[Listed entries]:
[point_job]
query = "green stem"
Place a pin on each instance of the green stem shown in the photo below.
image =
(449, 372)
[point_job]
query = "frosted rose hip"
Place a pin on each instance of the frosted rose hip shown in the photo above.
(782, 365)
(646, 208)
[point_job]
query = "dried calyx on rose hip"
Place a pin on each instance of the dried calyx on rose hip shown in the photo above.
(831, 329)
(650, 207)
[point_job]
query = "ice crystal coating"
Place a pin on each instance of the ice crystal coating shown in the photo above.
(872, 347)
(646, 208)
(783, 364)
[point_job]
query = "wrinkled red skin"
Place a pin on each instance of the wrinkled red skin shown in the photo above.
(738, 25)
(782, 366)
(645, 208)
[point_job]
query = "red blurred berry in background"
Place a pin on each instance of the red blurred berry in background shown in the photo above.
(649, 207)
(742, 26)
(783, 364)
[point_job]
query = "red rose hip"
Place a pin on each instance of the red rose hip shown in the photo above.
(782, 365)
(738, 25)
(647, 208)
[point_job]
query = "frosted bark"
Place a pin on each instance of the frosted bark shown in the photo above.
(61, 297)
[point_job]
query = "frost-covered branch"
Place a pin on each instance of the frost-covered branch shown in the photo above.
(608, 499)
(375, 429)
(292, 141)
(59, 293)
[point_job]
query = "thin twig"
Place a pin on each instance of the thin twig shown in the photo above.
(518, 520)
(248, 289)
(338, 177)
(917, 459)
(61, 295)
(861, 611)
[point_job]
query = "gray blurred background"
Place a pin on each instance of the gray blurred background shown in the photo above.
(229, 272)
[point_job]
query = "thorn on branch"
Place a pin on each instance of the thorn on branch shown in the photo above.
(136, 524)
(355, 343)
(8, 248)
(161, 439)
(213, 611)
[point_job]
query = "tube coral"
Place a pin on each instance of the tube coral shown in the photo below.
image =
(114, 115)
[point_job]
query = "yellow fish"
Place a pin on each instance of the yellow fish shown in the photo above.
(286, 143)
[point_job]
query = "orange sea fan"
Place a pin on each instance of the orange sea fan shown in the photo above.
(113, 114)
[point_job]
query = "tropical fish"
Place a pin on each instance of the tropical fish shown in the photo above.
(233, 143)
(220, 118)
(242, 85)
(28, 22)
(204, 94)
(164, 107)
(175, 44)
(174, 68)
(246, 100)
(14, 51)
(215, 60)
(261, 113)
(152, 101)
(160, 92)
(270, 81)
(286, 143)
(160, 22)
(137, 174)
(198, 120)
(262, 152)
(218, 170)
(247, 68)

[Stated goal]: Reproduce the material in full, with no word added or dropped.

[Full solution]:
[point_job]
query = "green stem"
Place a pin on each instance of the green stem shown in the photo below.
image =
(449, 372)
[point_job]
query = "frosted rose hip"
Place a pin on each instance of the frosted rose hip shown in the photo above.
(782, 365)
(646, 208)
[point_job]
query = "dried calyx on rose hip"
Place a pin on each instance of the dried calyx on rose hip shown in the photo above.
(831, 329)
(650, 207)
[point_job]
query = "ice crystal coating"
Place a pin on each instance of the ice crystal coating shown in the photo above.
(872, 347)
(646, 208)
(783, 364)
[point_job]
query = "wrinkled red skin"
Place a pin on each instance of the wrinkled red skin shown in the photo above.
(738, 25)
(782, 366)
(645, 208)
[point_job]
query = "red blurred berry in background"
Place a pin on each instance of the red blurred berry in background shown in the photo above.
(649, 207)
(742, 26)
(783, 364)
[point_job]
query = "red rose hip"
Place a pin on each instance of the red rose hip shown in the photo above.
(782, 365)
(738, 25)
(647, 208)
[point_job]
query = "frosted bark"
Place a pin on each instance of the frosted bark shown in the photo above.
(61, 297)
[point_job]
query = "frost-covered branch"
Place a pin on each instance of the frost-covered branch shown in the photo above.
(608, 499)
(375, 429)
(292, 141)
(59, 293)
[point_job]
query = "thin twig"
Place a pin on each instance of the thin twig shown in the photo above.
(518, 520)
(248, 289)
(338, 177)
(917, 459)
(61, 295)
(861, 611)
[point_job]
query = "gray blurred background"
Place a pin on each instance of the gray blurred background shown in the photo above.
(229, 272)
[point_job]
query = "thorn on branch"
Place a pin on each instance of the thorn on branch shown in the photo above.
(136, 524)
(355, 343)
(8, 248)
(161, 439)
(213, 611)
[point_job]
query = "tube coral"
Place a pin on each instance of the tube coral shown in the photo below.
image =
(114, 115)
[point_job]
query = "yellow fish"
Place a pin on each instance of the yellow fish shown in the photo above.
(286, 143)
[point_job]
query = "orange sea fan"
Place a pin on each instance of the orange sea fan shown in the photo above.
(113, 114)
[point_job]
query = "tropical fish"
Place a pin on each instance of the tropical fish shown in the photo above.
(233, 143)
(220, 118)
(242, 85)
(28, 22)
(204, 94)
(164, 107)
(175, 44)
(174, 68)
(246, 100)
(14, 51)
(215, 60)
(261, 113)
(152, 101)
(160, 92)
(270, 81)
(286, 143)
(160, 22)
(137, 174)
(198, 120)
(262, 152)
(218, 170)
(247, 68)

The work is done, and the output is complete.